Task prompt: Swap "drill" for "exercise" in the data, starting at the line that contains "of the village" and ending at the line that contains "pixel 85 90". Write out only those lines, with everything else left as it is.

*****

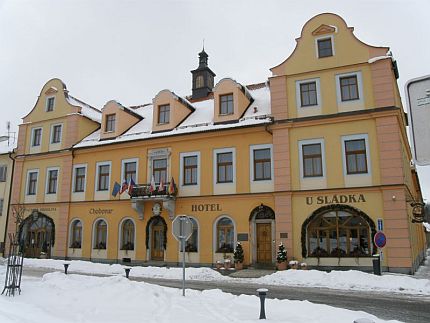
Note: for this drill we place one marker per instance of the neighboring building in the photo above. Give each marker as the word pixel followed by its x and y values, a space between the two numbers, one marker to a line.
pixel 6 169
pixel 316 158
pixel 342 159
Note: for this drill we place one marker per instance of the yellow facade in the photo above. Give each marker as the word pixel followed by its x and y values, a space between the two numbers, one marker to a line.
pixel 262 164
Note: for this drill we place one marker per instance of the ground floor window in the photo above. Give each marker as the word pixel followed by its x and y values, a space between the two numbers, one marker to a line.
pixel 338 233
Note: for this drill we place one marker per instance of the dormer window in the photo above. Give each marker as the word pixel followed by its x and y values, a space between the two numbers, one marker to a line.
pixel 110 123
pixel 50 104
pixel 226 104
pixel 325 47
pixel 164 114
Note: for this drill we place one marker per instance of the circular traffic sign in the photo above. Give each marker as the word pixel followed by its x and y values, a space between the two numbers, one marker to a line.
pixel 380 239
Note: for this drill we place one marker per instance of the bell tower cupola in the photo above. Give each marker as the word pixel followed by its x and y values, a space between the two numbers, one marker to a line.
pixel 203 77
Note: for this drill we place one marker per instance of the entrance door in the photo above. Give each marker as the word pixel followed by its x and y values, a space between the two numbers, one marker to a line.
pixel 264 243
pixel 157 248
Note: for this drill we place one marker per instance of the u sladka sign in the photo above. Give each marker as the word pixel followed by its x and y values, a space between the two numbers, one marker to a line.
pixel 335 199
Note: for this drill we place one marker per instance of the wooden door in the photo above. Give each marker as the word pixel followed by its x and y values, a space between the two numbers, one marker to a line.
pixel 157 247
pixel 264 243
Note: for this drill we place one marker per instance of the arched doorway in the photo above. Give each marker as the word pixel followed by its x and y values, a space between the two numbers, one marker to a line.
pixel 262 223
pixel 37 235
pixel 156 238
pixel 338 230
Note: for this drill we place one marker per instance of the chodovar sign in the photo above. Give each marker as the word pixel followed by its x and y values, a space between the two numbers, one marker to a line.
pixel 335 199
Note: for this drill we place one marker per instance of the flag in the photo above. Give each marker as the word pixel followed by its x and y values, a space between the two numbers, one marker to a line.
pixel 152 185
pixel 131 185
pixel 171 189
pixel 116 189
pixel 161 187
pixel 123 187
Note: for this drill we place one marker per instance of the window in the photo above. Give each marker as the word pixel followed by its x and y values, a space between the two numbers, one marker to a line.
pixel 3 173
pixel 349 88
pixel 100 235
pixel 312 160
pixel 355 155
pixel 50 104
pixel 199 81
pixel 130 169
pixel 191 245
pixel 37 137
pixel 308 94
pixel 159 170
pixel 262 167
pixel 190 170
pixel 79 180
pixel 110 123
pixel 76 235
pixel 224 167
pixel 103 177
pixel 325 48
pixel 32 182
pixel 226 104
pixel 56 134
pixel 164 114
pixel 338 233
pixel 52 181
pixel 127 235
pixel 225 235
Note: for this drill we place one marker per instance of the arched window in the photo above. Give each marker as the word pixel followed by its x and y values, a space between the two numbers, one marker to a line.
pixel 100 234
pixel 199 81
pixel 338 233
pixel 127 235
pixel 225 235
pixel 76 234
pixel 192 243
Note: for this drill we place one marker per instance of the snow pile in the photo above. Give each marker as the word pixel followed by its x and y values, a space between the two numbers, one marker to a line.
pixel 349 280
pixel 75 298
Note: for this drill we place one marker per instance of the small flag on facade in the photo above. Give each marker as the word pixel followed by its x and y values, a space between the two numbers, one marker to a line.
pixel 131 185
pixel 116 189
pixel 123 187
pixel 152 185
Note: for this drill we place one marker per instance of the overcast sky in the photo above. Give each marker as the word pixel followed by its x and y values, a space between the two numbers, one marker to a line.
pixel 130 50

*****

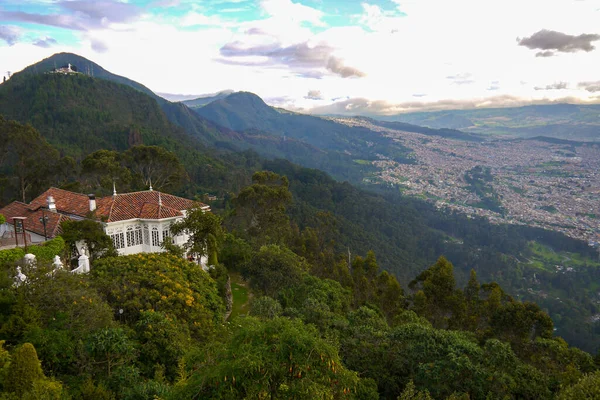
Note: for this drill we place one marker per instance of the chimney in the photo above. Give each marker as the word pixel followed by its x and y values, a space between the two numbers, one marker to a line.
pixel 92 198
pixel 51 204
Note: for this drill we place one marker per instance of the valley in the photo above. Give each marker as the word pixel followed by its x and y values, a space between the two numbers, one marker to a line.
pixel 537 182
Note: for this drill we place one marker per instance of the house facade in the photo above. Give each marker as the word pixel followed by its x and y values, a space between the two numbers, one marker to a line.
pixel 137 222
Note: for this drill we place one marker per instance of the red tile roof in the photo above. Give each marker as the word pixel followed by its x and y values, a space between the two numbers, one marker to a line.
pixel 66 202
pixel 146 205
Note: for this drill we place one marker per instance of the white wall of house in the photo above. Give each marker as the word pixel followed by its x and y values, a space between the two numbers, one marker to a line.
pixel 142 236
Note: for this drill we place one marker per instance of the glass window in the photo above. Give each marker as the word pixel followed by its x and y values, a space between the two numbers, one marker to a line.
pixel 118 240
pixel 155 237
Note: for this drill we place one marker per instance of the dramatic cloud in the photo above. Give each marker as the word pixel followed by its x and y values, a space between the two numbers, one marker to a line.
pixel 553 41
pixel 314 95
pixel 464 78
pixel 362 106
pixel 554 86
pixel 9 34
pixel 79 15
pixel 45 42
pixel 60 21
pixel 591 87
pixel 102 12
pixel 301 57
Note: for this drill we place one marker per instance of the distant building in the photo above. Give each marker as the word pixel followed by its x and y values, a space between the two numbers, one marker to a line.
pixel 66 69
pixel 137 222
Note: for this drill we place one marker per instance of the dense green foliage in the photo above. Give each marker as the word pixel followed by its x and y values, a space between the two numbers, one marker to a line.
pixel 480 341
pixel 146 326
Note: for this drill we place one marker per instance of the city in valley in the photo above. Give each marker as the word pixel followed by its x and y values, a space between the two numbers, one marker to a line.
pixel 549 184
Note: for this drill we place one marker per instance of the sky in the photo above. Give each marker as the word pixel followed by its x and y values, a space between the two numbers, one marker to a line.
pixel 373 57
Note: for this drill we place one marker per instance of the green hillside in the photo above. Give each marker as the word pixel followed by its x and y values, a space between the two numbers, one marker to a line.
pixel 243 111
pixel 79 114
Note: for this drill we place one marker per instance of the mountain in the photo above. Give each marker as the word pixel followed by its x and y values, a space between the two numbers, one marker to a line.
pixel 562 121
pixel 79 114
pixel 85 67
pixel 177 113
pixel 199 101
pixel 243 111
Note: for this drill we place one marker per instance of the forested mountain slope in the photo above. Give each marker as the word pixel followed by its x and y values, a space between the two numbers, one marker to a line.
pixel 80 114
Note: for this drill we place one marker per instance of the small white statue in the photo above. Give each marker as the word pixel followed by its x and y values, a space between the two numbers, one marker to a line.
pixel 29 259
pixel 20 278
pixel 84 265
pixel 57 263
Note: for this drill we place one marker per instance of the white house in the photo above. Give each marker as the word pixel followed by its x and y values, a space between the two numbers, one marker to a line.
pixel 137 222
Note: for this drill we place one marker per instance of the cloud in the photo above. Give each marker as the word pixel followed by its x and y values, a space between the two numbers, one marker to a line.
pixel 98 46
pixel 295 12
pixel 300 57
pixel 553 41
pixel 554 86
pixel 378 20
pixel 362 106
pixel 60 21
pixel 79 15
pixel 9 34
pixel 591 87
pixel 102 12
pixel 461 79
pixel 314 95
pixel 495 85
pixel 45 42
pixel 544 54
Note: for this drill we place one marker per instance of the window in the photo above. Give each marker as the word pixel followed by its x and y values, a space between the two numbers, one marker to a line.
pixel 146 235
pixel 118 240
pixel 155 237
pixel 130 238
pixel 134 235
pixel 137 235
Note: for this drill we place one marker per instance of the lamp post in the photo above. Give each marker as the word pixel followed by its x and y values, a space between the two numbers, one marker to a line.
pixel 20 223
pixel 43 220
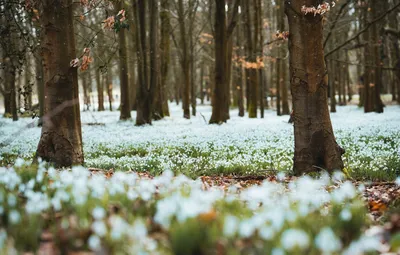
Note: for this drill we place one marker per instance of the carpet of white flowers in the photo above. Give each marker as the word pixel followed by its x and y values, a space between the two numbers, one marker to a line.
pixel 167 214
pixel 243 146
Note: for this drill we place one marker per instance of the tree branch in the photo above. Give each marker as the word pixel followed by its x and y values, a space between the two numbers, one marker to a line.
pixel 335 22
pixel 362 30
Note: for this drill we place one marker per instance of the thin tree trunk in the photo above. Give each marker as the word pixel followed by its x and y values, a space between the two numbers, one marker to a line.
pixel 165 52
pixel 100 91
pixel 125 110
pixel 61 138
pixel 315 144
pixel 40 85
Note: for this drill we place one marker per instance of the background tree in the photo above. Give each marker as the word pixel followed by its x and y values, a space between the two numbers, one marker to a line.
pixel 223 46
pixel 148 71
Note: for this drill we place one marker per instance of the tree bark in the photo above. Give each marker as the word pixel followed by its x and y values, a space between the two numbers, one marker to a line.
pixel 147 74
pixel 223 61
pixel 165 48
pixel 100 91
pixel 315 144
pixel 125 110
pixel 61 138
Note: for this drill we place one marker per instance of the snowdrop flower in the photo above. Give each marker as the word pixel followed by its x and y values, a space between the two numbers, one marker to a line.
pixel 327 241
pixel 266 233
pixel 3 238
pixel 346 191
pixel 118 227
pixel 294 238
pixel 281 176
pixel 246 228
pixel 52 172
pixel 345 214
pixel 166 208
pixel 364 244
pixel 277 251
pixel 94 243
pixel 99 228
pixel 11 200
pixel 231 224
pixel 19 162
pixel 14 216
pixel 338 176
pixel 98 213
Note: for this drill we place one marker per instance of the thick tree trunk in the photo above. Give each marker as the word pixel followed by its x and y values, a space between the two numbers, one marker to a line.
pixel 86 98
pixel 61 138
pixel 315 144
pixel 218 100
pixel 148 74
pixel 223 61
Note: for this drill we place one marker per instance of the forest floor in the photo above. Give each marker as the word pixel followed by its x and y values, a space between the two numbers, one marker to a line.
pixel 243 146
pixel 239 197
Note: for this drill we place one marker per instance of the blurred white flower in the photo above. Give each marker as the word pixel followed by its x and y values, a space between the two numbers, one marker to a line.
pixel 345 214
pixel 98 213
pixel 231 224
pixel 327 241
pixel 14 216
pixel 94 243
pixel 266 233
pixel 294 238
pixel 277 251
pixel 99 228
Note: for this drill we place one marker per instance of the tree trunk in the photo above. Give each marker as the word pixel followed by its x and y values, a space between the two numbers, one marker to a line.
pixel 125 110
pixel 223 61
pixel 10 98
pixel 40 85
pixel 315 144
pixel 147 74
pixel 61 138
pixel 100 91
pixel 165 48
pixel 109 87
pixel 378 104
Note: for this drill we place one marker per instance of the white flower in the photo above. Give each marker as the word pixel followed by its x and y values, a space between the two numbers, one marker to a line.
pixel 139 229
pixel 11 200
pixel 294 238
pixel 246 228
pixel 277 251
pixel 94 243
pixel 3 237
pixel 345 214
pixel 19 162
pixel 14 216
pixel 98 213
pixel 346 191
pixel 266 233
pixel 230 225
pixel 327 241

*****

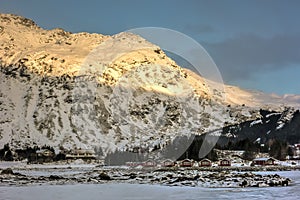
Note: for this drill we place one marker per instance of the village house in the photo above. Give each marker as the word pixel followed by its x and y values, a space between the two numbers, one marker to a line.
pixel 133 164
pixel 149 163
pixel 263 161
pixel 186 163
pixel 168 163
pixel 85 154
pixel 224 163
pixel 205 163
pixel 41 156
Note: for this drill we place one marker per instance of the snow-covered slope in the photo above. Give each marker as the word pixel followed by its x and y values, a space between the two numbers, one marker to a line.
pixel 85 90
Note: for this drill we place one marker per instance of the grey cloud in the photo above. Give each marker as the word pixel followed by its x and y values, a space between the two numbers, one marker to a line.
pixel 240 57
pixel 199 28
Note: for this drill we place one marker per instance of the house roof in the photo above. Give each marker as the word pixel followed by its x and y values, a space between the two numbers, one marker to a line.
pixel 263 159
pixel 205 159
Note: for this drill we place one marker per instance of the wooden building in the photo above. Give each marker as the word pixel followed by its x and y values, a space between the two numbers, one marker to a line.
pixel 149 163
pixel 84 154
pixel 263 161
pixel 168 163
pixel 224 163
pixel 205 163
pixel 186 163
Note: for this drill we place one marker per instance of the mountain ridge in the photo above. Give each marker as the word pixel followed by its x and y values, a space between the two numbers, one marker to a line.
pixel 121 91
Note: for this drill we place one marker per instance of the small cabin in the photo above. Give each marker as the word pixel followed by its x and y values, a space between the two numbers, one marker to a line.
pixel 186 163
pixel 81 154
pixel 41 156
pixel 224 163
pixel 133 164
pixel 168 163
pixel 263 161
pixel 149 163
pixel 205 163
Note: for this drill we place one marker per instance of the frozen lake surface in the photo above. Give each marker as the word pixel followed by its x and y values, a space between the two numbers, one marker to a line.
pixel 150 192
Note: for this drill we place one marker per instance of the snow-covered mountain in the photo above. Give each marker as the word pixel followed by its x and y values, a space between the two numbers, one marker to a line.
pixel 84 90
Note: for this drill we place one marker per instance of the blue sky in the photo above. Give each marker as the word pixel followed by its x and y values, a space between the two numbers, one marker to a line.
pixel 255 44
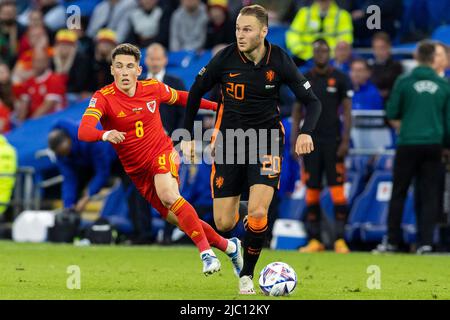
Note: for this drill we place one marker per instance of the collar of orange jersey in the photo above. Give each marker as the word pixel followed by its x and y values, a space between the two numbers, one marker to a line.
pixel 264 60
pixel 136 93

*****

Answer for the task:
Note: for this exercise we place one marker per instance of the village house in the photo above. Give each marker as the word pixel followed by its x and y values, a space between the two numbers, one marker to a line.
pixel 133 164
pixel 149 163
pixel 263 161
pixel 186 163
pixel 168 163
pixel 85 154
pixel 224 163
pixel 205 163
pixel 41 156
Note: for this exercise we place one marker per instance of the snow-covered slope in the photo above. Give each marker as the word pixel followed by its x and y values, a space between the two numbers, one marker to a line.
pixel 85 90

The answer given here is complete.